TASK OBJECTIVE:
Locate each line in the items that contains the word "person" and copy those lines.

Entries for location identification
○ ○ ○
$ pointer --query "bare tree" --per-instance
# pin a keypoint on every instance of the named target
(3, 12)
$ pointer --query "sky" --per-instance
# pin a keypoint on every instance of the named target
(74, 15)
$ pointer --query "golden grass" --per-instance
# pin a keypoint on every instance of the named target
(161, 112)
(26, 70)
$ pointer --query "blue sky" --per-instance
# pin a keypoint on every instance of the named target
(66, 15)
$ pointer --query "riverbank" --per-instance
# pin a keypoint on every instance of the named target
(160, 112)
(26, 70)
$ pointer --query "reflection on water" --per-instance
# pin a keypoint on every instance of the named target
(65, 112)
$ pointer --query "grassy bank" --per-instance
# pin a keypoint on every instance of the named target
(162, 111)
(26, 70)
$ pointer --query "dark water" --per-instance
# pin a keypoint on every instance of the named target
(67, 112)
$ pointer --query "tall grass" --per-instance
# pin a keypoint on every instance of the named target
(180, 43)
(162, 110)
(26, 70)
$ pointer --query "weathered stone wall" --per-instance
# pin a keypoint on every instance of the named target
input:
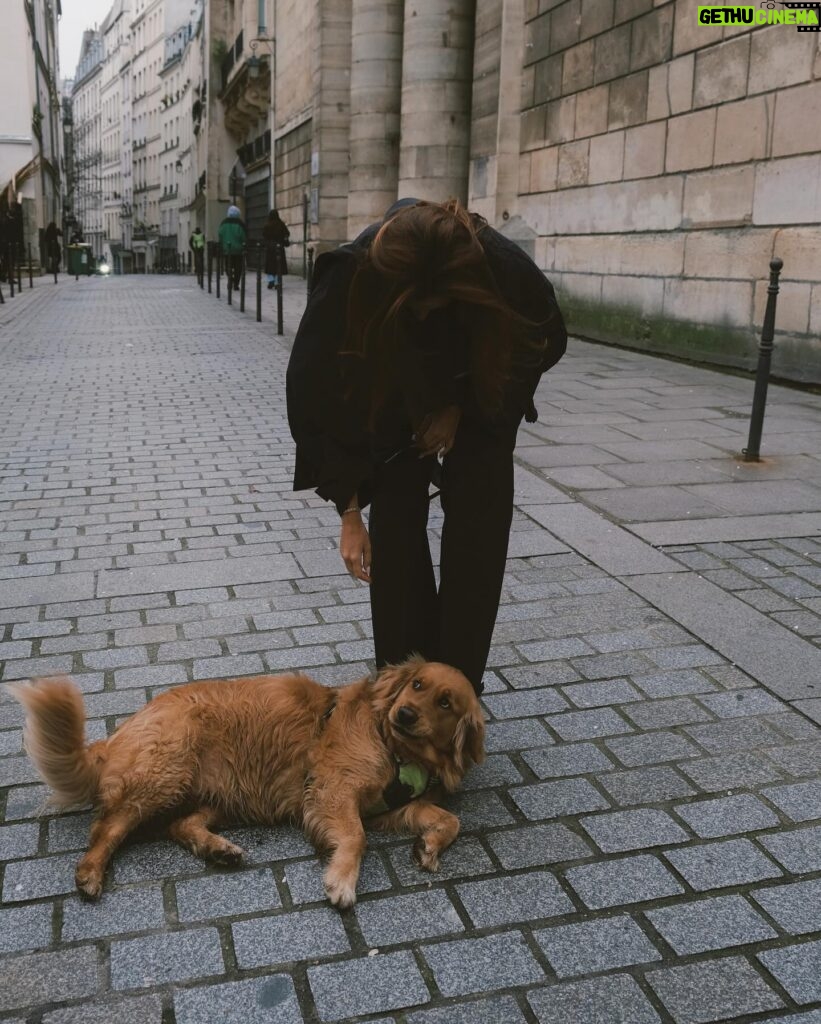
(294, 87)
(663, 164)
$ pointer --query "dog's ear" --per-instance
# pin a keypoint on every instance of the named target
(469, 738)
(391, 679)
(468, 748)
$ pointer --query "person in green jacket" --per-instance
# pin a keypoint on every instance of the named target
(232, 238)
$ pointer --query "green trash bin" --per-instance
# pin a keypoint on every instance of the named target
(81, 259)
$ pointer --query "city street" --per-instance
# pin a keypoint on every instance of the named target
(643, 842)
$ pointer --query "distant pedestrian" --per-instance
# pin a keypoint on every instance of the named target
(53, 251)
(232, 239)
(197, 246)
(276, 237)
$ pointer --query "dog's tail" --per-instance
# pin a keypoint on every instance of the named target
(54, 736)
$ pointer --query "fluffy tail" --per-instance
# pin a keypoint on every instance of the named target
(54, 736)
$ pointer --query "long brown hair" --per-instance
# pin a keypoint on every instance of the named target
(431, 251)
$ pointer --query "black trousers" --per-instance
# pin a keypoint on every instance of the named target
(455, 625)
(234, 265)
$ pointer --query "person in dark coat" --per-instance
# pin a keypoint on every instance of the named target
(275, 236)
(423, 340)
(53, 252)
(197, 246)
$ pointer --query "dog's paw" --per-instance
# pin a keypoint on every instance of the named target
(89, 883)
(426, 857)
(226, 854)
(341, 891)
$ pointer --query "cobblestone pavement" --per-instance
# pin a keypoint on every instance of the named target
(643, 843)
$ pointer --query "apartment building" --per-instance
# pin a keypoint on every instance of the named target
(87, 215)
(31, 133)
(116, 119)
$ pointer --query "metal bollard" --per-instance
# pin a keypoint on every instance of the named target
(309, 273)
(259, 283)
(750, 453)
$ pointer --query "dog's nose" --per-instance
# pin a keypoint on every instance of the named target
(406, 716)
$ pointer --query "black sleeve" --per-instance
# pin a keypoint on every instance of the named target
(331, 432)
(527, 291)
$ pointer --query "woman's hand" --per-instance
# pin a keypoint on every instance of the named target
(354, 546)
(438, 431)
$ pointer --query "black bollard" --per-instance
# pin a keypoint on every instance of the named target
(751, 452)
(259, 283)
(309, 273)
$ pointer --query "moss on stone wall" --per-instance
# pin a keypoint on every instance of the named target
(795, 357)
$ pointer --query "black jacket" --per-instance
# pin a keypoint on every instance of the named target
(336, 452)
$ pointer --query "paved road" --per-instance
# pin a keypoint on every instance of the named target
(644, 841)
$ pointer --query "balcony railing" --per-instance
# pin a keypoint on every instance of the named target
(231, 56)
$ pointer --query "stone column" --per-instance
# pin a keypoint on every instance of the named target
(376, 93)
(437, 75)
(330, 146)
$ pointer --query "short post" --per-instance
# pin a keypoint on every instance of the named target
(751, 452)
(259, 283)
(309, 273)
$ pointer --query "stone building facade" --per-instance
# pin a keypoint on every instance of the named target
(663, 163)
(31, 130)
(87, 184)
(650, 164)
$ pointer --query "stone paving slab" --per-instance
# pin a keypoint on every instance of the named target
(753, 527)
(784, 663)
(642, 843)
○ ○ ○
RESPONSE TO THE EXERCISE:
$ pointer --query "person in green jacket" --per-instance
$ pointer --query "person in dark coat" --per-instance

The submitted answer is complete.